— Begin The input —

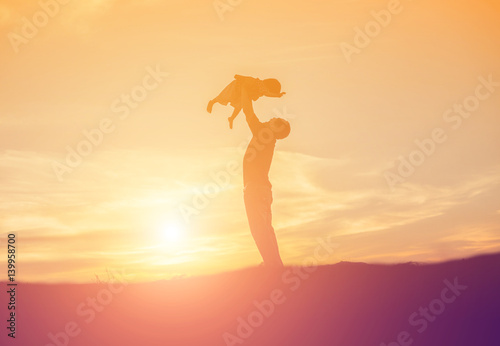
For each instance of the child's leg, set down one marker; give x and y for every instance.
(233, 116)
(211, 104)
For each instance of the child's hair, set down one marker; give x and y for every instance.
(273, 85)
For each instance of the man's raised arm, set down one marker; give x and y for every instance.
(252, 120)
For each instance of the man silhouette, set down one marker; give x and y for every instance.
(257, 187)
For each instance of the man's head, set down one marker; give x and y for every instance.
(280, 127)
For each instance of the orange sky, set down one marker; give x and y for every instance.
(351, 121)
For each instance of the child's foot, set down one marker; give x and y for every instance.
(210, 105)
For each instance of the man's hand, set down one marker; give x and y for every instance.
(252, 120)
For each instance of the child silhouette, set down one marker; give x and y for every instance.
(255, 88)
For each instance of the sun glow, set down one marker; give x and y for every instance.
(172, 233)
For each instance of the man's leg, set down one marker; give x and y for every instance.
(258, 208)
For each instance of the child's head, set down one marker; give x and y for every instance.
(272, 85)
(280, 127)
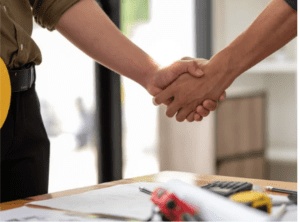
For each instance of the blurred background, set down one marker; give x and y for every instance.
(252, 133)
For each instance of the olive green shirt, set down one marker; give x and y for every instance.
(17, 46)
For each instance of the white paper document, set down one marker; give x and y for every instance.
(120, 200)
(33, 214)
(127, 201)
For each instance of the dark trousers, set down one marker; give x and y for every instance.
(25, 149)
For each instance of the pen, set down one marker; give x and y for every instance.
(142, 189)
(281, 190)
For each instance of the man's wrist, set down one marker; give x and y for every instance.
(149, 79)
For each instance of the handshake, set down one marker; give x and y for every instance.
(190, 88)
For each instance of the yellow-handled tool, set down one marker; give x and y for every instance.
(254, 199)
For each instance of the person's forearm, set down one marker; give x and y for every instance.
(271, 30)
(89, 28)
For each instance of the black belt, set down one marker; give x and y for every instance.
(22, 78)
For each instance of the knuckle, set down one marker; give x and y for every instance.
(179, 118)
(169, 114)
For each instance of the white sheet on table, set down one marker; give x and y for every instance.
(33, 214)
(120, 200)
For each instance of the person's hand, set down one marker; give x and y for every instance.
(162, 77)
(188, 92)
(208, 105)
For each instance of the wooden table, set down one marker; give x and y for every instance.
(164, 176)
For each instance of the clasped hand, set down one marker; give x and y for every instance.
(190, 96)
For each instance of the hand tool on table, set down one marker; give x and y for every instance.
(171, 207)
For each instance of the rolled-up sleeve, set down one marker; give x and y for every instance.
(48, 12)
(292, 3)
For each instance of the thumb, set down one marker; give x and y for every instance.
(186, 66)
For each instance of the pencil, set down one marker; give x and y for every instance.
(281, 190)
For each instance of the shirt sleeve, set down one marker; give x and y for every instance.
(48, 12)
(292, 3)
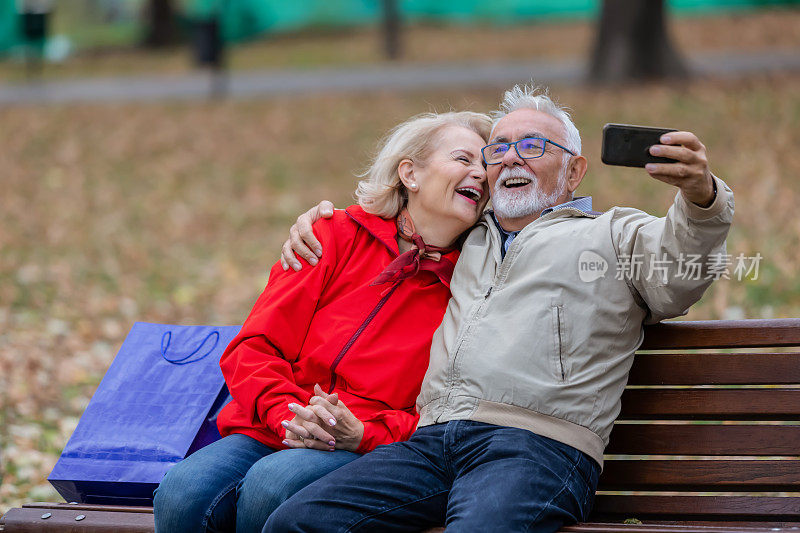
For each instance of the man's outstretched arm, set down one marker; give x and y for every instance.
(302, 240)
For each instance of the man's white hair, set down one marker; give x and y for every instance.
(533, 97)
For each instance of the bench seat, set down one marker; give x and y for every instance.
(708, 440)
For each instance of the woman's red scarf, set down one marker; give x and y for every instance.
(420, 257)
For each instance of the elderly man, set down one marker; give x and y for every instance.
(530, 361)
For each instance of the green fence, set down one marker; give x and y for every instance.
(242, 19)
(246, 19)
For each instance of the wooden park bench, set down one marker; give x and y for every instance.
(706, 441)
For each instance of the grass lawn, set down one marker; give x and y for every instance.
(175, 213)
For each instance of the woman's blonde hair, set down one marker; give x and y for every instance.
(381, 192)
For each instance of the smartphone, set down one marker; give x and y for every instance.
(628, 146)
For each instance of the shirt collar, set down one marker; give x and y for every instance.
(581, 203)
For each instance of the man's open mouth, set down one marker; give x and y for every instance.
(470, 193)
(512, 183)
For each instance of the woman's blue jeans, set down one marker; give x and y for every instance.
(473, 477)
(234, 484)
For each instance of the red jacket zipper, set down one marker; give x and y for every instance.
(357, 334)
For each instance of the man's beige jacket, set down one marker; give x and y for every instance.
(543, 339)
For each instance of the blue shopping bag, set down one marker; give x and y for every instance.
(157, 404)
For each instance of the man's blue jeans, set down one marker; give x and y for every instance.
(469, 475)
(235, 483)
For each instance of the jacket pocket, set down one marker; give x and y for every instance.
(559, 349)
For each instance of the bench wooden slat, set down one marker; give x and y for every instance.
(694, 439)
(659, 474)
(715, 369)
(722, 334)
(697, 505)
(680, 527)
(775, 404)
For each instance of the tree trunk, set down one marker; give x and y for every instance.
(391, 29)
(632, 44)
(161, 28)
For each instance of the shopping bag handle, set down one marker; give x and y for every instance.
(167, 338)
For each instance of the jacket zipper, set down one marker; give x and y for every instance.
(451, 378)
(357, 334)
(560, 343)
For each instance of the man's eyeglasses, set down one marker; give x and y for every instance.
(529, 148)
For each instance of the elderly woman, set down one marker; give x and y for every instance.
(329, 363)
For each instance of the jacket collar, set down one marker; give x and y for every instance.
(383, 229)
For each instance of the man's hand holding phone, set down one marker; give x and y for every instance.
(674, 157)
(690, 172)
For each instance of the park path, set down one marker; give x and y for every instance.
(270, 83)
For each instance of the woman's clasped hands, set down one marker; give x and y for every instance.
(324, 424)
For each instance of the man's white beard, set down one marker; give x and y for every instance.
(525, 201)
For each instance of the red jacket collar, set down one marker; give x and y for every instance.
(385, 230)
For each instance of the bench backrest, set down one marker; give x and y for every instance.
(708, 435)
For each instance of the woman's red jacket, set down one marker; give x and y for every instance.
(328, 325)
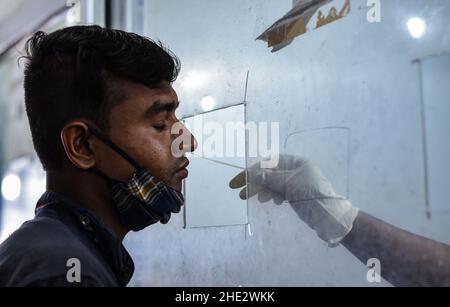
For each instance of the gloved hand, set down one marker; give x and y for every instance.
(310, 194)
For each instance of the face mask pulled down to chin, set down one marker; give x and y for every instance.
(144, 199)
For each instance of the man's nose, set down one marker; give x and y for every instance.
(189, 143)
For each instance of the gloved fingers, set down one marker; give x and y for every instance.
(249, 174)
(264, 196)
(248, 192)
(277, 199)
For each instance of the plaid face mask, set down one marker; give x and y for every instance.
(143, 200)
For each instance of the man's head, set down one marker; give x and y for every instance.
(119, 83)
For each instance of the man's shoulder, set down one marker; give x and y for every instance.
(44, 249)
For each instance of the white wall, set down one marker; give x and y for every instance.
(350, 73)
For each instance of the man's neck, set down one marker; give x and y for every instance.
(90, 192)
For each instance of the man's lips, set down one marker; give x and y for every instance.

— End The input —

Rewrite the lines from the one containing "For each instance of the gloved fingers, set" through the last line above, including both ends and the lines that hold no coordinates. Multiply every x and y coordinate by 0.8, round to a whole number with halves rounded up, and leave all other text unchanged.

For each instance of the gloved fingers, set down one marker; give x and y for every instance.
(199, 139)
(211, 157)
(198, 154)
(222, 159)
For each instance of the plaid face mask, set down one marker; give x and y for every instance.
(114, 160)
For each instance of the man's head, set down one marker; give x and y for every instance.
(95, 66)
For each instance of the man's shoulder, set down one marker; give x and y for every instance.
(35, 199)
For each instance of the white wall, set down one marker; give x and y for every instance.
(280, 58)
For each instance of the man's neck, set down one marker; give x and y for every instance.
(72, 154)
For each instance of the man's lips, set down one marker; give x and y for every instance.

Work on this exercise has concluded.